→ Written instruction
State how many lines of the listing below contain the string "rail", treating uppercase and lowercase as distinct, and give only that number.

→ Entries
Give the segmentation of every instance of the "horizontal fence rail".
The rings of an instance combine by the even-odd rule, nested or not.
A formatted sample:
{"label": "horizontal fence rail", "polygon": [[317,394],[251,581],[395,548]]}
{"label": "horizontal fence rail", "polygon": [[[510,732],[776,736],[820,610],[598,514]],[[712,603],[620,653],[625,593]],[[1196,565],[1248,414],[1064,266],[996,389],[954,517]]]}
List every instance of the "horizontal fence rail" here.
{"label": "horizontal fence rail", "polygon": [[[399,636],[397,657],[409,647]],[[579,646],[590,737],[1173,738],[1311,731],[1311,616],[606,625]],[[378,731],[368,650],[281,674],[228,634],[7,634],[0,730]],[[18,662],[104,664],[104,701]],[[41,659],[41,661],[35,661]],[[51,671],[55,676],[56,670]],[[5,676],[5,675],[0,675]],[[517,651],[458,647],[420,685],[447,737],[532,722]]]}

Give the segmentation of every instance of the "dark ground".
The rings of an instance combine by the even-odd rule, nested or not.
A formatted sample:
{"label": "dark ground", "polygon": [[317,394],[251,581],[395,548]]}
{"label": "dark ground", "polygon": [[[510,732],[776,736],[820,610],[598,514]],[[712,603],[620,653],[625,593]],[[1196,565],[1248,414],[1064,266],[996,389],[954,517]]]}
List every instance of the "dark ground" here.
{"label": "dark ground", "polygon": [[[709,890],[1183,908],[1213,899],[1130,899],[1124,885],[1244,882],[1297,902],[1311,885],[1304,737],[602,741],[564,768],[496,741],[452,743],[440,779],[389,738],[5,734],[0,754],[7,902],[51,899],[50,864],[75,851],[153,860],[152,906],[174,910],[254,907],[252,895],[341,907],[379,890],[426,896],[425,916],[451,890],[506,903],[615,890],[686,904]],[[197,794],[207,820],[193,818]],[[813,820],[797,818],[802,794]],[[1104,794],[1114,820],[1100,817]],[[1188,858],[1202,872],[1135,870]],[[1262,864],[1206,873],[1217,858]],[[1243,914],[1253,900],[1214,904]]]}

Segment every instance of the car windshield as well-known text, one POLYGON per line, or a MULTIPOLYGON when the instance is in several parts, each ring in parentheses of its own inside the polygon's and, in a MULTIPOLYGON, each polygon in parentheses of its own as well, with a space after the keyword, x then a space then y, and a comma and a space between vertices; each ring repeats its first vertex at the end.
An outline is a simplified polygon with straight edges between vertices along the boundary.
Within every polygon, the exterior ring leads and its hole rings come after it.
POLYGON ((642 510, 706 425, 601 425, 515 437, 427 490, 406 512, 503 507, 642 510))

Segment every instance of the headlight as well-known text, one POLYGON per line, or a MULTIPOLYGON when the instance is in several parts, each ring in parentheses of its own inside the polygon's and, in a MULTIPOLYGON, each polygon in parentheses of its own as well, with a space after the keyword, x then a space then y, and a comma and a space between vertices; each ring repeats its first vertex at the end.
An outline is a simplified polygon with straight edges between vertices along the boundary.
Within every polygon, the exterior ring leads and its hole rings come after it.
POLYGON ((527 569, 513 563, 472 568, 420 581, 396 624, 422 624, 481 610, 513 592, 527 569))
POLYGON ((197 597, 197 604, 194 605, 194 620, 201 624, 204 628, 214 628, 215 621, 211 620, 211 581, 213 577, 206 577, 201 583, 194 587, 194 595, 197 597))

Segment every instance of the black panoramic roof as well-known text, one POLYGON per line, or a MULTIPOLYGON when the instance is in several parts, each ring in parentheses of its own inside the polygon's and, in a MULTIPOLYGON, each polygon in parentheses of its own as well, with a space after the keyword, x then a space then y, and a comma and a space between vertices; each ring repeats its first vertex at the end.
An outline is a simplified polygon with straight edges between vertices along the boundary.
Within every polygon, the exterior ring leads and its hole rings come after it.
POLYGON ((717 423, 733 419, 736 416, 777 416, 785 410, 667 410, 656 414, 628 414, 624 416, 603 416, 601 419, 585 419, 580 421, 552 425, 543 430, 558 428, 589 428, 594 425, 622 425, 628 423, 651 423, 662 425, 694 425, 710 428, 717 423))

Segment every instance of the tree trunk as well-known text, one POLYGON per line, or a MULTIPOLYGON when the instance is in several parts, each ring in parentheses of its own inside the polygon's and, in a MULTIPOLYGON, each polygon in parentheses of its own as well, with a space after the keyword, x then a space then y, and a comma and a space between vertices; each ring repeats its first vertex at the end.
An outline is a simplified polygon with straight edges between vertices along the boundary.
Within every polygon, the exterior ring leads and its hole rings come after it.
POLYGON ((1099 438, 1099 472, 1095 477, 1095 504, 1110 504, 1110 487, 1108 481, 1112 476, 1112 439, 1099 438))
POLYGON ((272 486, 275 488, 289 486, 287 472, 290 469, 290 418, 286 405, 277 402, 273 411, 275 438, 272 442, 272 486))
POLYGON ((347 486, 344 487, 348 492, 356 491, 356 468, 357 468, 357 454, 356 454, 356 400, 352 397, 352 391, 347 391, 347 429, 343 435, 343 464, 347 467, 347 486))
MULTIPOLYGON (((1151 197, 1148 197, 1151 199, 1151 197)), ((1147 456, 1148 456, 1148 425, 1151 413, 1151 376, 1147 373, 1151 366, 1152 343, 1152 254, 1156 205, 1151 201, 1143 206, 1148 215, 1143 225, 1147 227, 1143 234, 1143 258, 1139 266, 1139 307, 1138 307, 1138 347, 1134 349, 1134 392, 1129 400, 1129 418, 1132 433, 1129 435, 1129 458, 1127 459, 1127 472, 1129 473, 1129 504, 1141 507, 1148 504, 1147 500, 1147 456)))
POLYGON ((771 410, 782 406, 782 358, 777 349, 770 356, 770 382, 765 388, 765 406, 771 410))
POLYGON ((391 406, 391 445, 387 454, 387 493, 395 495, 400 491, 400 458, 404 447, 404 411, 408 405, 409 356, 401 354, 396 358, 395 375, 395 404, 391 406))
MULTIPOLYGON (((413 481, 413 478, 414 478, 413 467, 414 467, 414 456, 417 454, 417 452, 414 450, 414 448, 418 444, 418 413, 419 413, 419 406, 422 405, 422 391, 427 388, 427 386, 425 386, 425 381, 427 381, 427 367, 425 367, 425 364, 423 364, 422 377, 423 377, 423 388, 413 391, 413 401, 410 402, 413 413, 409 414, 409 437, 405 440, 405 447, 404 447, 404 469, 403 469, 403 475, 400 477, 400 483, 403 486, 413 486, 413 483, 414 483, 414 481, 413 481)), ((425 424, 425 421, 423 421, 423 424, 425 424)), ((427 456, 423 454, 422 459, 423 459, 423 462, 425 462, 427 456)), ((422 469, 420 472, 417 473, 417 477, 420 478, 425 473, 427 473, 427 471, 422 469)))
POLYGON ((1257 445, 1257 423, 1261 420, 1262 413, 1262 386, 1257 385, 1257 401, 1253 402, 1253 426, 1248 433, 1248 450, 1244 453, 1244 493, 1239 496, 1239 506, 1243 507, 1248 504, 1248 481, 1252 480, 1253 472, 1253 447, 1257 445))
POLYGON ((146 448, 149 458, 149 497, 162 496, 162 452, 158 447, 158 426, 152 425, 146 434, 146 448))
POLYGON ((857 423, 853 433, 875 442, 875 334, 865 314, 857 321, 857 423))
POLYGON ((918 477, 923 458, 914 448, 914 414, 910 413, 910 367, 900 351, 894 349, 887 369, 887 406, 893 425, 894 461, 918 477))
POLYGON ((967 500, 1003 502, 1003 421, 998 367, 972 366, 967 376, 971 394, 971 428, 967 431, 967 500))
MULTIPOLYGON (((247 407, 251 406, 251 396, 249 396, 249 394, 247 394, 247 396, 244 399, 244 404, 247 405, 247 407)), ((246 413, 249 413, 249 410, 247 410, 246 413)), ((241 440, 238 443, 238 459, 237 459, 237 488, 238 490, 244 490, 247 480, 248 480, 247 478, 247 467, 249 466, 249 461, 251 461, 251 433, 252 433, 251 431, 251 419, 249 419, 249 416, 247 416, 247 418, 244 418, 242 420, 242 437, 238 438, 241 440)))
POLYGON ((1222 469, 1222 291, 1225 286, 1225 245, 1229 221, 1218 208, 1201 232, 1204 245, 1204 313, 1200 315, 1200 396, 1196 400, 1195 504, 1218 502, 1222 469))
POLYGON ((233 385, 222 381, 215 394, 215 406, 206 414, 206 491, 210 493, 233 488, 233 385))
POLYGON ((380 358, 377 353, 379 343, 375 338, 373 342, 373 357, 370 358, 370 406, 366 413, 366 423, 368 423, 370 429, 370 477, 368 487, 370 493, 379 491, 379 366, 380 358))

→ Full output
5